* Work instructions: Number of lines with the string "pick" in the entries below: report it, and nothing besides.

* Input records:
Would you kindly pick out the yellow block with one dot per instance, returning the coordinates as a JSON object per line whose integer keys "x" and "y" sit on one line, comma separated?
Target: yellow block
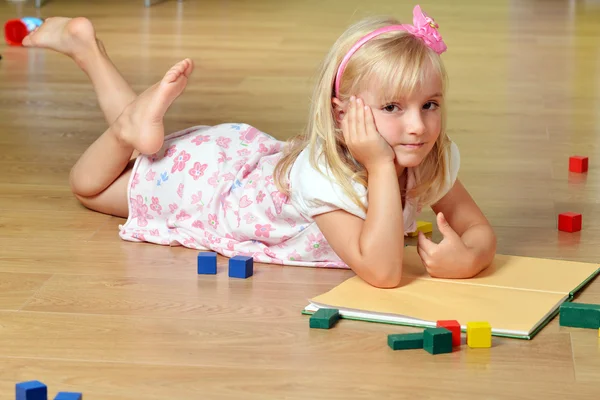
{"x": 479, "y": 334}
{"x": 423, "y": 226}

---

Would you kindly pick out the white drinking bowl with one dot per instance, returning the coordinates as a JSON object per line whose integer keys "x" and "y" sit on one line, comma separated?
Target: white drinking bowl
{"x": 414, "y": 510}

* Task answer: 2